_WHAT TO WORK ON_. Nothing is needed except the lines below that run from the one with "bar stool backrest | locate" through the one with "light switch plate | locate", repeated exactly.

[[ MATERIAL FOR THIS TASK, beginning ]]

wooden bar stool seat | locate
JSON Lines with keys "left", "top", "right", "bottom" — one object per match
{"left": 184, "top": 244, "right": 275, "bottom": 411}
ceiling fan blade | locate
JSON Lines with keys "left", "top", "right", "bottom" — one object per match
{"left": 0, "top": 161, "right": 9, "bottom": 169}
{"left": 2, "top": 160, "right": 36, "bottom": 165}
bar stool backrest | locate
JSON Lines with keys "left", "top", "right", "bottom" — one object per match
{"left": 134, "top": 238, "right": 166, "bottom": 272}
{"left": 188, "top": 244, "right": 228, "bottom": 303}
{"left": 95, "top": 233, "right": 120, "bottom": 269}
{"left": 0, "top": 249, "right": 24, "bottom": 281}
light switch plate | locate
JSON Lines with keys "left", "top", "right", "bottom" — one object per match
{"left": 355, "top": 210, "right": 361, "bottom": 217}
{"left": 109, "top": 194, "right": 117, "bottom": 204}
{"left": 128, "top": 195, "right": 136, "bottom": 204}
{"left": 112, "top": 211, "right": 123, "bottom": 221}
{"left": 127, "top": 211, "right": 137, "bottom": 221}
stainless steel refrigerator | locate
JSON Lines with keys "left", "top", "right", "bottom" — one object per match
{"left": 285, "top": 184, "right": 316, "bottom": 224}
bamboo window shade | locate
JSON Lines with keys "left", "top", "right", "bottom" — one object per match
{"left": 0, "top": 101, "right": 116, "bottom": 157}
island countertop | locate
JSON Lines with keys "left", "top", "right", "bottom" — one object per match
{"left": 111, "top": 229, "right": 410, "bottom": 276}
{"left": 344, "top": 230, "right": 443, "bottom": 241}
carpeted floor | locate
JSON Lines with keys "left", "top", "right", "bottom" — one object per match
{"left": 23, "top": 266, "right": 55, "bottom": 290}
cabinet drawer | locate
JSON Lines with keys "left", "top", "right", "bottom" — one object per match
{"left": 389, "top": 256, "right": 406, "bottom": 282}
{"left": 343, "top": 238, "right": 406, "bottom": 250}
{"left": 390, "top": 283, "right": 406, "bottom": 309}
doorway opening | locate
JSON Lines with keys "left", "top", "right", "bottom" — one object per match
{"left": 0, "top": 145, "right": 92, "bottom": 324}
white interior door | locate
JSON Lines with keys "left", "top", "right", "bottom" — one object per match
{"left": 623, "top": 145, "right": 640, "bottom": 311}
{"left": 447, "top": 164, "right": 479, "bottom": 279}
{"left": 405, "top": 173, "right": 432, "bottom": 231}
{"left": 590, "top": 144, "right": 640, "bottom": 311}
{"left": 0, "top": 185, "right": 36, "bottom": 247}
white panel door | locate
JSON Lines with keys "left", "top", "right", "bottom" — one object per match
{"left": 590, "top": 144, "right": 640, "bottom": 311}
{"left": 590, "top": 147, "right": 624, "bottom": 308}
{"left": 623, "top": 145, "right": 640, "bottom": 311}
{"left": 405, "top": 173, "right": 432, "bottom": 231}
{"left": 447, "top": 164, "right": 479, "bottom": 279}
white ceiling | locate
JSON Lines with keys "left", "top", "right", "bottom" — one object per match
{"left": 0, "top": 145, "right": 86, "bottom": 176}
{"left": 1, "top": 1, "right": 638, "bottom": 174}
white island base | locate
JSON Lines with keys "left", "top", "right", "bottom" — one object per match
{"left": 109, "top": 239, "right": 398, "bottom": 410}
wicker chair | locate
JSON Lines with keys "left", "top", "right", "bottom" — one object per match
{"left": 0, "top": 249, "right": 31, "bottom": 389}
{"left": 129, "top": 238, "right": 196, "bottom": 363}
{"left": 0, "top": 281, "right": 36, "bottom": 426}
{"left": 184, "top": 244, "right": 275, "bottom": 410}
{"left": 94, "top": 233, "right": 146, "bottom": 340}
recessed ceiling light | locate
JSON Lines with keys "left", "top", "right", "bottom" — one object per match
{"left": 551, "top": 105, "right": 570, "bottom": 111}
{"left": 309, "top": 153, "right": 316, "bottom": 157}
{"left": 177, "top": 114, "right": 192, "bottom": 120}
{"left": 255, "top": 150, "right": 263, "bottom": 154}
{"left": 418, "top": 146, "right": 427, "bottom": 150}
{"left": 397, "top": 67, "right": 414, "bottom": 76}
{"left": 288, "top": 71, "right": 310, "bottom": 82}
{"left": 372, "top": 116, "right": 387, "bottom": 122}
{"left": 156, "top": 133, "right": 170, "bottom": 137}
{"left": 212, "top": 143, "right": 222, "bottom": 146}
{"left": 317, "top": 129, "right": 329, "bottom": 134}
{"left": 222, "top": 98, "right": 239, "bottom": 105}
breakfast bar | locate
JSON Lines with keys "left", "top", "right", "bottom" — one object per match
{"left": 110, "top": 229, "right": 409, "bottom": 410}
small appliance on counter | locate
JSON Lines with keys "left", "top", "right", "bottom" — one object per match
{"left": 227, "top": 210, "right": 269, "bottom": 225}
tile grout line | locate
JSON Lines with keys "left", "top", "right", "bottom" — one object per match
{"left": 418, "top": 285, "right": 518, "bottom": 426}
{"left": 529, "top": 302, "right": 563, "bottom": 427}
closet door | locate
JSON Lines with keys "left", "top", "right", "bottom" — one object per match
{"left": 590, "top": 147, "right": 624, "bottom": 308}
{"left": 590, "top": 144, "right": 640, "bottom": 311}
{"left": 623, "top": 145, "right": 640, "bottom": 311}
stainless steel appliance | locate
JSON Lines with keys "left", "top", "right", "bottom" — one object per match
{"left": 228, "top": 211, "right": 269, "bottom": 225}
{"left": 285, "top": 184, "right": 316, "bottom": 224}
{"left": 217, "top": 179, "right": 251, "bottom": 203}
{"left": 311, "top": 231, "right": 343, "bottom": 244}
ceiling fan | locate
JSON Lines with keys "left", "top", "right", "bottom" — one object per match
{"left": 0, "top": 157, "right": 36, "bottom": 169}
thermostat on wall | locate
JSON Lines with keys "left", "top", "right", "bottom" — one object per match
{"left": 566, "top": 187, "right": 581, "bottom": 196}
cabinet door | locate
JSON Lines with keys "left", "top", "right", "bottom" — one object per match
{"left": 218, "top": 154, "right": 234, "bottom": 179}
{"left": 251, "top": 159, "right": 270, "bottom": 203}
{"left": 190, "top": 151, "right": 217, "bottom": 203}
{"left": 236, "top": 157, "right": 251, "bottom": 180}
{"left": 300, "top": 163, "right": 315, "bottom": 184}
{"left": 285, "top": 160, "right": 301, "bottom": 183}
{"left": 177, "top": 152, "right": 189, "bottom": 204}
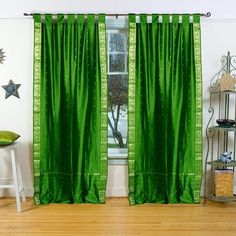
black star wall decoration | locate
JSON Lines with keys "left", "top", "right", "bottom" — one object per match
{"left": 2, "top": 80, "right": 21, "bottom": 99}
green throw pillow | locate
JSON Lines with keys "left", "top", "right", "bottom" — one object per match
{"left": 0, "top": 131, "right": 20, "bottom": 146}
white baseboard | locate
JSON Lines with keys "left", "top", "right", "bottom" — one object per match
{"left": 23, "top": 187, "right": 34, "bottom": 197}
{"left": 0, "top": 187, "right": 34, "bottom": 197}
{"left": 106, "top": 187, "right": 128, "bottom": 197}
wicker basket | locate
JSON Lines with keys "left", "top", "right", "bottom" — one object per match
{"left": 214, "top": 170, "right": 234, "bottom": 197}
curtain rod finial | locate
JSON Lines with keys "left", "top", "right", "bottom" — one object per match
{"left": 205, "top": 12, "right": 211, "bottom": 17}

[[ MATERIAL FOR THIS TASK, end ]]

_EXERCISE RESPONSE_.
bar stool backrest | locate
JSON Lines with keys "left", "top", "right", "bottom" — one object per match
{"left": 134, "top": 238, "right": 166, "bottom": 272}
{"left": 188, "top": 244, "right": 228, "bottom": 303}
{"left": 95, "top": 233, "right": 120, "bottom": 269}
{"left": 0, "top": 249, "right": 24, "bottom": 281}
light switch plate | locate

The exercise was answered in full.